#### [ABOUT THIS TASK]
Below are some records. Output the lines from the first one through the line that holds "positive clicks: (295, 184)", exactly as written, with no pictures.
=== Begin Enclosure ===
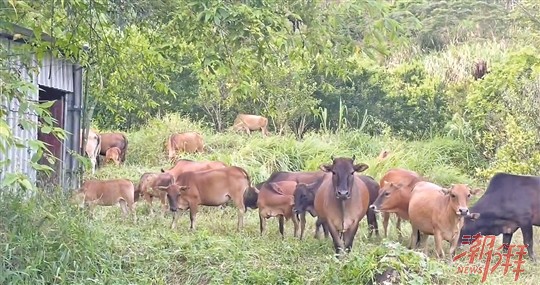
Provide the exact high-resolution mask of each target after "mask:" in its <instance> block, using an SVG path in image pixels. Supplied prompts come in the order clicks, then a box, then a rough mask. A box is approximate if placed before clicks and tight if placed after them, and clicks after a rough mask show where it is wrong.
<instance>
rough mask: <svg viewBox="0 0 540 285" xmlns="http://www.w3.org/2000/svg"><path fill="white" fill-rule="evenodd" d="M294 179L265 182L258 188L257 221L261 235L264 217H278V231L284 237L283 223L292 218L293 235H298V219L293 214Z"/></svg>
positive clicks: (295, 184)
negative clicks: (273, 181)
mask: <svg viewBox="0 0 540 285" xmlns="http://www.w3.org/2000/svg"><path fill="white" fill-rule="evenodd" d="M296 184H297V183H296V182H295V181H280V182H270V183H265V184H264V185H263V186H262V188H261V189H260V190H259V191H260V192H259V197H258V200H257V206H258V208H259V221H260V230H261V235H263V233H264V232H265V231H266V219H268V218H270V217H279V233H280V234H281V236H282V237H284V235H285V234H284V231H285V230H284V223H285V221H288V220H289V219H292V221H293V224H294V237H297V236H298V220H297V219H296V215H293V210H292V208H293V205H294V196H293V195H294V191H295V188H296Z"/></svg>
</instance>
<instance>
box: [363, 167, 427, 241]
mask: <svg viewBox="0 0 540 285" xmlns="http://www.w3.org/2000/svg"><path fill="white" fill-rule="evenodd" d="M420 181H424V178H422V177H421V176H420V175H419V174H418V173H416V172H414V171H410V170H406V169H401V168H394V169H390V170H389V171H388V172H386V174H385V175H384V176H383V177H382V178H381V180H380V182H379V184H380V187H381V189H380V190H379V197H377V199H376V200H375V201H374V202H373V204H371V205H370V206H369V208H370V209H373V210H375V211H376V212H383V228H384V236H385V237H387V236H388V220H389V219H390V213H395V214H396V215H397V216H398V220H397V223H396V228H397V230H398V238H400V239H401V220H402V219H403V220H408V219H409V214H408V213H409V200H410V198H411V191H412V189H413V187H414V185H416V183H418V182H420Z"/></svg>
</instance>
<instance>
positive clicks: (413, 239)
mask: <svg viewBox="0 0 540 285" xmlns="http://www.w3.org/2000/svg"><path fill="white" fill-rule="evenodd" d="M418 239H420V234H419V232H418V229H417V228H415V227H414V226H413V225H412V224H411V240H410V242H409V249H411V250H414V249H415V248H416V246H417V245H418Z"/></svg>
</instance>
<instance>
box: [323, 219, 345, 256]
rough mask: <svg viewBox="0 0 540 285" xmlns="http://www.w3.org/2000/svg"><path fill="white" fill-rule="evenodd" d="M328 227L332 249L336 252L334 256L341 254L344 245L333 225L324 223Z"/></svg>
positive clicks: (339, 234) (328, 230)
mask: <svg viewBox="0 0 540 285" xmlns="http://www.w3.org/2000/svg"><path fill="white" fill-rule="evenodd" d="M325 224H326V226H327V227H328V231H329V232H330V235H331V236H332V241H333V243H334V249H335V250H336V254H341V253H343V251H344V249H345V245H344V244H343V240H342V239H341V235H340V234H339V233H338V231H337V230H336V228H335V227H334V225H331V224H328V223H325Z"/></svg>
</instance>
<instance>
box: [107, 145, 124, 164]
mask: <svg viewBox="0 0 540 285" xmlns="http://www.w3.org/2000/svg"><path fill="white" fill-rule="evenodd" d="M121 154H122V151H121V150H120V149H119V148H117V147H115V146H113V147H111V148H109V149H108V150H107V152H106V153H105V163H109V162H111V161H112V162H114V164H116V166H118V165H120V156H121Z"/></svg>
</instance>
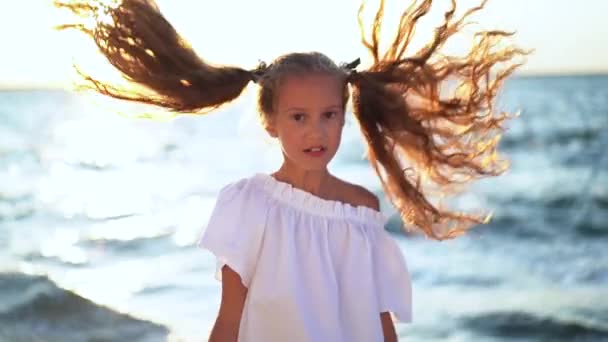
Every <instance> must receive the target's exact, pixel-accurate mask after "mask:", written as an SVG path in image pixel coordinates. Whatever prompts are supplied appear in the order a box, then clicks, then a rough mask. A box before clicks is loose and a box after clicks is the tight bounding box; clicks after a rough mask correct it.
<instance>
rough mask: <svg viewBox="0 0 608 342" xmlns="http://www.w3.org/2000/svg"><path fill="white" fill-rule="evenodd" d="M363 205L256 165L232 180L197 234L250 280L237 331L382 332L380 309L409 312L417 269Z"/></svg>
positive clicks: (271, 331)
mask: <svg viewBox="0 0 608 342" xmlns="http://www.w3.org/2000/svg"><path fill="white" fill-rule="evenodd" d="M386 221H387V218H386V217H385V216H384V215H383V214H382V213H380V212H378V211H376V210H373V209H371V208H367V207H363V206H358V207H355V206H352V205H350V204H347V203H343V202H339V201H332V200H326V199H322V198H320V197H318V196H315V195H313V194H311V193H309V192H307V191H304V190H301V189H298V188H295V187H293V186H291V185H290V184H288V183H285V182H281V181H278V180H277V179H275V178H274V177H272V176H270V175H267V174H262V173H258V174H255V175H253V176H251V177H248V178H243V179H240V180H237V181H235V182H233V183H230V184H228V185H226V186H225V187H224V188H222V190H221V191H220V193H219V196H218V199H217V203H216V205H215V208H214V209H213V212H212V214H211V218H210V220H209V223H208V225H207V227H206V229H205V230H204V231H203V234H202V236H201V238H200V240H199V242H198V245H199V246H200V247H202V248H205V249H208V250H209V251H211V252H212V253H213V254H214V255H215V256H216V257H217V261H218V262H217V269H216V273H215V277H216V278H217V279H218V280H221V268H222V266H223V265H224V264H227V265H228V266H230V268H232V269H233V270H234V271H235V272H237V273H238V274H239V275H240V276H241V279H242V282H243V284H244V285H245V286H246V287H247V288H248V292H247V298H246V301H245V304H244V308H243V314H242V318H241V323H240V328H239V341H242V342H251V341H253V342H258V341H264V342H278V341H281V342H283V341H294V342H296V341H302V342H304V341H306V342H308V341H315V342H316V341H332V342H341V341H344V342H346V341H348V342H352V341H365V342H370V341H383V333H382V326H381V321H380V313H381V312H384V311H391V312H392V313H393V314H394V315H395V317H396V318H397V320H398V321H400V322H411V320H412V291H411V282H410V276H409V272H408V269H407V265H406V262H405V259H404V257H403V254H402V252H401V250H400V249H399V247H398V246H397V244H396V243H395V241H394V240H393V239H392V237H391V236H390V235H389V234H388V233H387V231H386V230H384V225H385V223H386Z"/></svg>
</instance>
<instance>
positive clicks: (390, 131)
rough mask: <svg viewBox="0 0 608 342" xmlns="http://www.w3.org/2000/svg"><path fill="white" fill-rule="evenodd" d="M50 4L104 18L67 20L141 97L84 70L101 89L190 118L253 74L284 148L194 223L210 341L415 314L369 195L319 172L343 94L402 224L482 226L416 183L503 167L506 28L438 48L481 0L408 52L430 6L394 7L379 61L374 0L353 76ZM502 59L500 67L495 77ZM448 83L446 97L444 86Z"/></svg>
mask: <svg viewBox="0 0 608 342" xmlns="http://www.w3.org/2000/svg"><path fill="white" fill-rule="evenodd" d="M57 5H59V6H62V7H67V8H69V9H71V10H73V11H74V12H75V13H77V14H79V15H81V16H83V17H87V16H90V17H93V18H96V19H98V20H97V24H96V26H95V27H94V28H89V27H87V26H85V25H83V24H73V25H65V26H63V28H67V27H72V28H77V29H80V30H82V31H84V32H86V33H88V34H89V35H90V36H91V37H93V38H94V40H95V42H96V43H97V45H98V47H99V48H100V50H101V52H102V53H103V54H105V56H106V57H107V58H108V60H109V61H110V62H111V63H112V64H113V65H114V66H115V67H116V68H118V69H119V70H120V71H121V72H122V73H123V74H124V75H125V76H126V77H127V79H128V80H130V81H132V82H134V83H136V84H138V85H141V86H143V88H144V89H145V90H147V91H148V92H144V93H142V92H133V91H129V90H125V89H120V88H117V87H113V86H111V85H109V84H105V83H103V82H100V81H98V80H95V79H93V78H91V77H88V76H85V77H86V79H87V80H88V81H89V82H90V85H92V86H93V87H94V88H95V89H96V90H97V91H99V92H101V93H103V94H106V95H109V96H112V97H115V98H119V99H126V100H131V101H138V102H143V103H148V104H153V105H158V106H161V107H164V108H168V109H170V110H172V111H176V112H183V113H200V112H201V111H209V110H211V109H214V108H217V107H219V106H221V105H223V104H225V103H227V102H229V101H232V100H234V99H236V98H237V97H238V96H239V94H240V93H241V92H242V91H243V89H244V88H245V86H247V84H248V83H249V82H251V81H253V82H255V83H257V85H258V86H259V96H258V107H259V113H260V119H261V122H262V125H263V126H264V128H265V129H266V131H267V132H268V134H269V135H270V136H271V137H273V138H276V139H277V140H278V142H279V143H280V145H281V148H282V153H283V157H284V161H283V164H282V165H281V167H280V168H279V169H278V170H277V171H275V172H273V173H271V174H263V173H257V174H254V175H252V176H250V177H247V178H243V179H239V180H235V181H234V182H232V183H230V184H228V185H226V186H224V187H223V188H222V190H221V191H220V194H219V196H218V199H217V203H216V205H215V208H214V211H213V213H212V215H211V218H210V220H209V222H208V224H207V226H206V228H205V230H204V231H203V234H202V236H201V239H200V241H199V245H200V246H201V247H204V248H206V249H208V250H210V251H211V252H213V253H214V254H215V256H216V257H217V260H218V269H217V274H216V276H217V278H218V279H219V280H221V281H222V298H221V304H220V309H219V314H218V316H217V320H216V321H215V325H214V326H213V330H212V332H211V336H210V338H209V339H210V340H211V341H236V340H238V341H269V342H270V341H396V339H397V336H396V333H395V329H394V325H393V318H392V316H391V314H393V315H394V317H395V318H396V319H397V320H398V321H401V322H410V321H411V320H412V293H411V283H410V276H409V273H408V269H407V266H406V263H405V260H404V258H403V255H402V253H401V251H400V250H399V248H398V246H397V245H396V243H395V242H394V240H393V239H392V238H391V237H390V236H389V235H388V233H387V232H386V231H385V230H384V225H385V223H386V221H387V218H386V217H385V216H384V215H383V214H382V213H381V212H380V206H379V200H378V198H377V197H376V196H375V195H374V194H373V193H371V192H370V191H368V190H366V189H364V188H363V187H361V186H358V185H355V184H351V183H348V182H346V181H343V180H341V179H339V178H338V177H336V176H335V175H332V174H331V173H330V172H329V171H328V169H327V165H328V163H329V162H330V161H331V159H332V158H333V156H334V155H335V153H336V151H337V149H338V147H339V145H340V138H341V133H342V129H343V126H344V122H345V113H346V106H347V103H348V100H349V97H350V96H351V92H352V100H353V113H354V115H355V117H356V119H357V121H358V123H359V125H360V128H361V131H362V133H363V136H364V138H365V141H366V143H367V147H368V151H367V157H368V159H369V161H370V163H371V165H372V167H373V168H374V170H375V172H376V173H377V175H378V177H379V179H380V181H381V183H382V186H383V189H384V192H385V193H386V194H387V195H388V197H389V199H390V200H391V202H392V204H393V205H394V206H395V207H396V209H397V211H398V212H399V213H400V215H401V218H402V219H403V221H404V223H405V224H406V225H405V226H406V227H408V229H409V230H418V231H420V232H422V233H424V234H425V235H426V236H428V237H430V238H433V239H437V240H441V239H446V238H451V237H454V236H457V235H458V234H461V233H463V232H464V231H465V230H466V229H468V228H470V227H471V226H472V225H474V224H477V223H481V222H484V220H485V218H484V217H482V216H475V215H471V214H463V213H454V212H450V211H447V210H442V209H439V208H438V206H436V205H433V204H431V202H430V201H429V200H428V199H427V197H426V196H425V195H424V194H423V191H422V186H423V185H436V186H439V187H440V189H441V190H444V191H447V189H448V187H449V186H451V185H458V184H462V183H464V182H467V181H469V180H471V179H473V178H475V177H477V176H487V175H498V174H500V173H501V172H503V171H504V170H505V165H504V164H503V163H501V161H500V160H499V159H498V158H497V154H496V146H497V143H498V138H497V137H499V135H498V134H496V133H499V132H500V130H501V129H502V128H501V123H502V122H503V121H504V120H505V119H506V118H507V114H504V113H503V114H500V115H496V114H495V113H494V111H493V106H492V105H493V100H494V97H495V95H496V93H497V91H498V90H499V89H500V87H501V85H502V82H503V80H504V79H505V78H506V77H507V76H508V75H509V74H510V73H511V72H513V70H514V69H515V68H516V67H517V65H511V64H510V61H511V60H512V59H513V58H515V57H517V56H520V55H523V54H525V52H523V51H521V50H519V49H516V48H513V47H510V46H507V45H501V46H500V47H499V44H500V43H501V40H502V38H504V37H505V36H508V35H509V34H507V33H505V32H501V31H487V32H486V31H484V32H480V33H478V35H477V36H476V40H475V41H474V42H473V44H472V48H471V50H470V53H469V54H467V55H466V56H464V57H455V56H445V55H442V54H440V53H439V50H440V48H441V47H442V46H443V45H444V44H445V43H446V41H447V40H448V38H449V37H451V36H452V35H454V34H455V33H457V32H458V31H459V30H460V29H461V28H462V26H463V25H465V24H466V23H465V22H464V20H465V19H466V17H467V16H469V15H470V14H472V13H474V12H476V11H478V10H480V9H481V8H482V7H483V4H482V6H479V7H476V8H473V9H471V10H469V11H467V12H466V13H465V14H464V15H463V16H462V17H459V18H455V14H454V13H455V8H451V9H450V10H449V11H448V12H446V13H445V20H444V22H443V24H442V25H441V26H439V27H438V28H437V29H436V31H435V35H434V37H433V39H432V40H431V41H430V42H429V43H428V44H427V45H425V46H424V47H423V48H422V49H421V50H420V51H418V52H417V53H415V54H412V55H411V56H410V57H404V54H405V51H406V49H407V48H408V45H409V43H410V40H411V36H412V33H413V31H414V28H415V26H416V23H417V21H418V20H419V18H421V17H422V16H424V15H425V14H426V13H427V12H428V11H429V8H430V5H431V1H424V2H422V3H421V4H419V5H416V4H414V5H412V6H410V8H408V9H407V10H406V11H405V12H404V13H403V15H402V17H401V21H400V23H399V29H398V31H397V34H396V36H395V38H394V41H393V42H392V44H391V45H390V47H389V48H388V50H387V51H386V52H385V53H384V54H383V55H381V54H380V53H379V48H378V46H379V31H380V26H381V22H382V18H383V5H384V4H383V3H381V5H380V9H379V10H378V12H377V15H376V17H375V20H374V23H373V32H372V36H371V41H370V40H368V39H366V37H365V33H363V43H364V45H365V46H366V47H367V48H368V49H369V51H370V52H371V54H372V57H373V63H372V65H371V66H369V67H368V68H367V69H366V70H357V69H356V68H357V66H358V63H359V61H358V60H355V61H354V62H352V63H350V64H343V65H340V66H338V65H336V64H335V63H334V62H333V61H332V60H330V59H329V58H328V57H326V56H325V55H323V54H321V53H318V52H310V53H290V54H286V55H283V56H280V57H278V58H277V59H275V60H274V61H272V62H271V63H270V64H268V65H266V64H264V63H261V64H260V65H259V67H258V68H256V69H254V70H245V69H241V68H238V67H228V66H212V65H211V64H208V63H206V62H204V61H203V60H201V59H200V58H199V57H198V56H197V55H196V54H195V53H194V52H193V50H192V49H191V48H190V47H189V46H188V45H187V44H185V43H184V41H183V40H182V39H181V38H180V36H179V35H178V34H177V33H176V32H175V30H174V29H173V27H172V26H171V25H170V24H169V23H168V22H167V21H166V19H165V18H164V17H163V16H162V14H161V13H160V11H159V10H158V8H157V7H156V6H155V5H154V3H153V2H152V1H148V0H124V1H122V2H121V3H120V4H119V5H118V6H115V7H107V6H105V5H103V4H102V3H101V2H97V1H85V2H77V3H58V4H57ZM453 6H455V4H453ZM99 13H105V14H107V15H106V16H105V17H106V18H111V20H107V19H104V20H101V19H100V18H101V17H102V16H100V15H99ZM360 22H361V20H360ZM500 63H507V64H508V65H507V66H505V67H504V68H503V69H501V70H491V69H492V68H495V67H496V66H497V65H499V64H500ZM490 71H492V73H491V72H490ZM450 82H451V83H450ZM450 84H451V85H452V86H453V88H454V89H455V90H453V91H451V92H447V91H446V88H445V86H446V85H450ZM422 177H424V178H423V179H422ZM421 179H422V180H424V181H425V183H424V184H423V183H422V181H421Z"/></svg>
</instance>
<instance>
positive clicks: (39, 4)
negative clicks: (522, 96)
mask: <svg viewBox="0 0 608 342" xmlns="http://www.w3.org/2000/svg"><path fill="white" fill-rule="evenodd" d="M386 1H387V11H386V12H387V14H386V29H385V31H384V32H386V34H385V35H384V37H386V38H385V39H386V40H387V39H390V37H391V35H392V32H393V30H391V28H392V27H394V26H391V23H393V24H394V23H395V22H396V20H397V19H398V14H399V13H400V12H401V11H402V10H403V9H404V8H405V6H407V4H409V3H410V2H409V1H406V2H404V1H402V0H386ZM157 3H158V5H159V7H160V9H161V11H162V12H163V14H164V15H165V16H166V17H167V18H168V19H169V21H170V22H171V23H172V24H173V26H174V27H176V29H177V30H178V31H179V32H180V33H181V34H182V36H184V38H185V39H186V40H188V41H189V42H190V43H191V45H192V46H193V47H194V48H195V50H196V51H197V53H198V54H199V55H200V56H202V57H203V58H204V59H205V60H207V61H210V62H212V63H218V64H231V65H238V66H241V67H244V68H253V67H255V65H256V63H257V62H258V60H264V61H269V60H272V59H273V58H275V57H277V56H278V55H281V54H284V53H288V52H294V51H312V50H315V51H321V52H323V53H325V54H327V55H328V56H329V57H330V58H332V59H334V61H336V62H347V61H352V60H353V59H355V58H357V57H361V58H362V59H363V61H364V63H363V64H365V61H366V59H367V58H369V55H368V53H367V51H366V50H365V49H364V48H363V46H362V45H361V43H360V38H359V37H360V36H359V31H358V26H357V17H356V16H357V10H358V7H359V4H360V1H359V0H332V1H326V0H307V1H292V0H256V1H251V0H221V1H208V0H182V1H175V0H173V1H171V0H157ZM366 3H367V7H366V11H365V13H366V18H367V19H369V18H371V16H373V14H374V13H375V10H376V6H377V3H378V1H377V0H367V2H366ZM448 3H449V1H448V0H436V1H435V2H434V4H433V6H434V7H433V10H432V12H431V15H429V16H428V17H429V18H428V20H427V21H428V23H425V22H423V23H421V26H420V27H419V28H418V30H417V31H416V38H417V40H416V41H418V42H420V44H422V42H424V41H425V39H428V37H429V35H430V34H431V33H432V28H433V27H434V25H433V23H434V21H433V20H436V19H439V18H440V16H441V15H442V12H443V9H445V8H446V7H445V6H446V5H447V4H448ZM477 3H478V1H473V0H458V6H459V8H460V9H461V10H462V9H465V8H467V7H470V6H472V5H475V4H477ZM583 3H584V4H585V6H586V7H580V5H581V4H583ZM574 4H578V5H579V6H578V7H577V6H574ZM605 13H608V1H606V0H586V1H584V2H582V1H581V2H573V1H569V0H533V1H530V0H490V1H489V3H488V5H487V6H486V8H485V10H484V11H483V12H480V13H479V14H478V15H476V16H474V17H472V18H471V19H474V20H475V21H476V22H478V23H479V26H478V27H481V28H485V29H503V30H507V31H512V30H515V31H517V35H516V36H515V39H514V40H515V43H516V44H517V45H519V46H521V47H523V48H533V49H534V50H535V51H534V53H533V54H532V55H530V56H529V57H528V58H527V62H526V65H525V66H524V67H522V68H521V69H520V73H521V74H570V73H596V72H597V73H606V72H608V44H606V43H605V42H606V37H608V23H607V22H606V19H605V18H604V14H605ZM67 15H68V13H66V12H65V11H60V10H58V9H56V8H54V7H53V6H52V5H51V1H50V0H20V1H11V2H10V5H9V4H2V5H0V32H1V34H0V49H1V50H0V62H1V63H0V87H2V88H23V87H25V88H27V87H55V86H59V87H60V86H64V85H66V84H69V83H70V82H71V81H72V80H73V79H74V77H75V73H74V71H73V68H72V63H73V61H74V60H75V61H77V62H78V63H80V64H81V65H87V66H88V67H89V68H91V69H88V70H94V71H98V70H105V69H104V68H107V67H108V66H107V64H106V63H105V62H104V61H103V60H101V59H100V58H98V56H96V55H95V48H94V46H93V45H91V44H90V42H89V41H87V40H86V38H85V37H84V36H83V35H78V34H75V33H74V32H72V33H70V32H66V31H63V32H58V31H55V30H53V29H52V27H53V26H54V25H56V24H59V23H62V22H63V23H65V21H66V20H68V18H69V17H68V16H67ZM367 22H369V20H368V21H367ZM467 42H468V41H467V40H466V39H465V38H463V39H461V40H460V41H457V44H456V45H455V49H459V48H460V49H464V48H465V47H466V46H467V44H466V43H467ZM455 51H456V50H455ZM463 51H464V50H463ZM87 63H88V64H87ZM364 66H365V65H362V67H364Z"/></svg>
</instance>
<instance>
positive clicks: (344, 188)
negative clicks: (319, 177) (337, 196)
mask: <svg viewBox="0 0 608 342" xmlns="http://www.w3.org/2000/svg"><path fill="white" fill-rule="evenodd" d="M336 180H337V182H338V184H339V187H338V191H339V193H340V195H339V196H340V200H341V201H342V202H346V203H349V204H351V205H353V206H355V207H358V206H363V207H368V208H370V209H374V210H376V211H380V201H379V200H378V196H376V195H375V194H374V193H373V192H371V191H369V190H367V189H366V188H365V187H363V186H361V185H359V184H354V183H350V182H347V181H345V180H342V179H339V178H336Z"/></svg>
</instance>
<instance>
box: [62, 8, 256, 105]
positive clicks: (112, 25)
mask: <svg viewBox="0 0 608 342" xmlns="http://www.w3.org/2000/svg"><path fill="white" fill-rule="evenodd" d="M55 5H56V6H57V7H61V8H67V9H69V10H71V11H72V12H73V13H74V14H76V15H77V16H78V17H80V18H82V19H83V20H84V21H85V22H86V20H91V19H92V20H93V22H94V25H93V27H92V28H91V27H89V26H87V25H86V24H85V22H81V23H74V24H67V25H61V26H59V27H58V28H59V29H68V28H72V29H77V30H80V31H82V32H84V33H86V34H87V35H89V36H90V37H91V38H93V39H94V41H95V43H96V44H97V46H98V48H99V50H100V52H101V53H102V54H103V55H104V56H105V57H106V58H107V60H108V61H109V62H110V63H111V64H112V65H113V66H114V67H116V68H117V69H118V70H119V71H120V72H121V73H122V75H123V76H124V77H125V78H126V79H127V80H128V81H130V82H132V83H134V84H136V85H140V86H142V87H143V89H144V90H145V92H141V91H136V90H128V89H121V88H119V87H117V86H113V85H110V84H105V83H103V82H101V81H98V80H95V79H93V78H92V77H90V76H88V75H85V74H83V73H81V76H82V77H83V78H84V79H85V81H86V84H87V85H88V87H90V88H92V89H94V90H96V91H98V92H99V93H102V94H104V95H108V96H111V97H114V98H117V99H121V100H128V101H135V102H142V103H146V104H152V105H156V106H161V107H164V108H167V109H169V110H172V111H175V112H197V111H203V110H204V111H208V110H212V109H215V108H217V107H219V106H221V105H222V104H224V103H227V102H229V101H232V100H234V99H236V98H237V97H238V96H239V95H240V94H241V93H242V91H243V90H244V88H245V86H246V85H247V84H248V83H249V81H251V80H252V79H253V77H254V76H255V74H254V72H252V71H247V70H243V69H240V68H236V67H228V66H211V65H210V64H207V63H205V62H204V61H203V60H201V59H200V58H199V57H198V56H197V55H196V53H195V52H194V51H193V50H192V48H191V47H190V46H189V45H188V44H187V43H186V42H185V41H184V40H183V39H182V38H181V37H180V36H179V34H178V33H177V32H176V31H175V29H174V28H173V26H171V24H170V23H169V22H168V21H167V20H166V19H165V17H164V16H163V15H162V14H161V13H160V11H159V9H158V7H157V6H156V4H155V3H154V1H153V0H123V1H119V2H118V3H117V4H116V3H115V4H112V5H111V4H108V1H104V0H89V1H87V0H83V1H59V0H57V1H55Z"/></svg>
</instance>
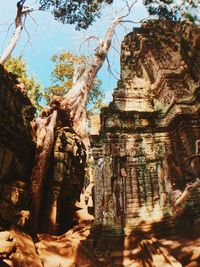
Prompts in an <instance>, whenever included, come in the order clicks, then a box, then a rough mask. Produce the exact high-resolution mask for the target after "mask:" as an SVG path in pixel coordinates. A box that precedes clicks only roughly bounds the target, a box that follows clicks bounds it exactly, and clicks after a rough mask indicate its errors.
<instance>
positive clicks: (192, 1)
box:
=== End Enclosure ===
#### [EXPECTED ANSWER]
Provide the exact high-resolution mask of each target after "mask:" in its <instance> block, using an SVG path in image pixels. Supplied prompts come in the order clicks, then a box, then a rough mask. A box is approximate if placed before clicks and tight if placed after them, and clicks after a rough mask show where it is wrong.
<instance>
rough mask: <svg viewBox="0 0 540 285" xmlns="http://www.w3.org/2000/svg"><path fill="white" fill-rule="evenodd" d="M294 179L265 182L258 188L257 221L261 235L264 217H278V231L284 237L283 223L292 218L293 235H298V219L293 214Z"/></svg>
positive clicks: (295, 184)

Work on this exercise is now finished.